#### TUGAS 1
Jawab pertanyaan berikut berdasarkan teks tentang kaset.
(a) Apa yang membuat kaset dapat diakses secara masif?
(b) Konsep komoditas milik siapa yang dirujuk dalam teks?
(c) Media pemutar kaset apa yang disebutkan dalam teks?
#### TUGAS 2
Tulis ulang paragraf dalam teks tentang kaset yang diawali "Dari ketiga hal ini" dalam bentuk yang lebih ringkas, tanpa menghilangkan fakta utamanya.
#### TUGAS 3
Tuliskan kembali bagian teks tentang kaset dari "Dari ketiga hal" sampai "semacam ruang kontemplatif.", dengan menukar "walkman" menjadi "pemutar kaset portabel".

#### TEKS BACAAN
Jika menilik lebih dalam terkait kaset dan aktivitas mengoleksi, kaset menjadi media yang dapat mengakomodasi kepemilikan dari seorang individu terhadap lagu –barisan lirik dan untaian suara dari penyanyi. Namun hal ini tidak dapat diartikan secara gegabah sebagai transaksi ekonomi yang mencari keuntungan semata, namun merujuk pada konsep komoditas milik Arjun Appadurai (1986), komoditas yang didasarkan pada nilai kontekstual, dan terdapat nilai dalam sebuah pertukaran. Alhasil, setidaknya terdapat dua poin penting yang dapat kita anggap sebagai ejawantah dari relasi individu dan kaset. Pertama, harga kaset yang relatif terjangkau membuat sebuah kaset dapat diakses secara masif. Dengan persebaran yang dilakukan, kaset menjadi media penyebaran yang paling cemerlang di saat itu. Penyebaran yang cukup luas, dengan kepemilikan akan pendengaran yang cukup baik untuk masyarakat. Dalam hal ini kaset telah membuat pendengar terpuaskan karena kebutuhan auditif, dan membuat bertambahnya penggemar untuk seorang penyanyi. Kedua, aktivitas mendengarkan melalui media kaset menjadi aktivitas rutin masyarakat,[4] mendengarkan musik menjadi bagian dari aktivitas keseharian masyarakat. Ketiga, sebenarnya, tanpa kaset masyarakat pun dapat mendengarkan musik, baik lewat radio, atau televisi. Namun apalah arti musik jika ia tidak dapat dimiliki secara personal dan emosional.
Dari ketiga hal ini menandakan bahwa peran kaset sangat signifikan, tidak lagi pada praktek kebendaan semata, namun lebih pada kepemilikian. Kepemilikan tidak dapat diartikan hanya sebagai aktivitas memiliki, tetapi mempunyai kuasa yang lebih dalam terhadap lagu tersebut. Kuasa tersebut menghadirkan ruang nilai personal dan emosional bagi si pendengar. Dalam hal ini kaset dengan media pemutarnya, walkman, telah menjadi media yang dapat mengakomodasi segala perasaan pendengar atas dirinya sendiri. Ruang baru bagi individu, yakni ruang privat dalam jagad publik ini, atau semacam ruang kontemplatif.

#### BAHAN
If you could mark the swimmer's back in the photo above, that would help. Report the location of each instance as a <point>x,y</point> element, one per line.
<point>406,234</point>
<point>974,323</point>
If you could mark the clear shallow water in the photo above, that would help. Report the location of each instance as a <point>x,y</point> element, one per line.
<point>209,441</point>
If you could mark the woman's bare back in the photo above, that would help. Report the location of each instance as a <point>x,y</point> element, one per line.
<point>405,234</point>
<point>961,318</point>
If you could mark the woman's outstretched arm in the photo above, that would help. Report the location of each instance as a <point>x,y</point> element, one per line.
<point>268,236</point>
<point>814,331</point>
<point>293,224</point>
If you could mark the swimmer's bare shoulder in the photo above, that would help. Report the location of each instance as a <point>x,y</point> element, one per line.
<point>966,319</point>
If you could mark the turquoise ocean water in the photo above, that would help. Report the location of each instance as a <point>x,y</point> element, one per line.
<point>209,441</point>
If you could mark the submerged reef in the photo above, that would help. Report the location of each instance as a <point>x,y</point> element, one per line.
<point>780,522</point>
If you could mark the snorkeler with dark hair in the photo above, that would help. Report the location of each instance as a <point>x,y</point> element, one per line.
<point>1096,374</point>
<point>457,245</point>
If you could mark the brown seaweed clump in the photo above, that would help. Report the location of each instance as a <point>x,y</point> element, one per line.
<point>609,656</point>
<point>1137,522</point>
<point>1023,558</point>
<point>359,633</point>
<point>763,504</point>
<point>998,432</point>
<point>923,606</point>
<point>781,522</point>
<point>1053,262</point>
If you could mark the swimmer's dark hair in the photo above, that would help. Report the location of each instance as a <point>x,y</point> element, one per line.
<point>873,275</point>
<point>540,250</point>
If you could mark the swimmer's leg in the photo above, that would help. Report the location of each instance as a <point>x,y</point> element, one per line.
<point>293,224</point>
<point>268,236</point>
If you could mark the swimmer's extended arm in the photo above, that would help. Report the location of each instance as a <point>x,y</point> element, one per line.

#### HASIL 1
(a) Harga kaset yang relatif terjangkau.
(b) Arjun Appadurai (1986).
(c) Walkman.

#### HASIL 2
Ketiga hal tersebut menunjukkan bahwa peran kaset sangat signifikan, bukan sekadar sebagai benda, melainkan sebagai bentuk kepemilikan. Kepemilikan ini berarti kuasa yang lebih dalam atas lagu, yang menghadirkan ruang nilai personal dan emosional bagi pendengar. Bersama walkman sebagai pemutarnya, kaset menjadi media yang menampung segala perasaan pendengar. Kaset menjadi ruang privat di tengah jagad publik, atau semacam ruang kontemplatif.

#### HASIL 3
Dari ketiga hal ini menandakan bahwa peran kaset sangat signifikan, tidak lagi pada praktek kebendaan semata, namun lebih pada kepemilikian. Kepemilikan tidak dapat diartikan hanya sebagai aktivitas memiliki, tetapi mempunyai kuasa yang lebih dalam terhadap lagu tersebut. Kuasa tersebut menghadirkan ruang nilai personal dan emosional bagi si pendengar. Dalam hal ini kaset dengan media pemutarnya, pemutar kaset portabel, telah menjadi media yang dapat mengakomodasi segala perasaan pendengar atas dirinya sendiri. Ruang baru bagi individu, yakni ruang privat dalam jagad publik ini, atau semacam ruang kontemplatif.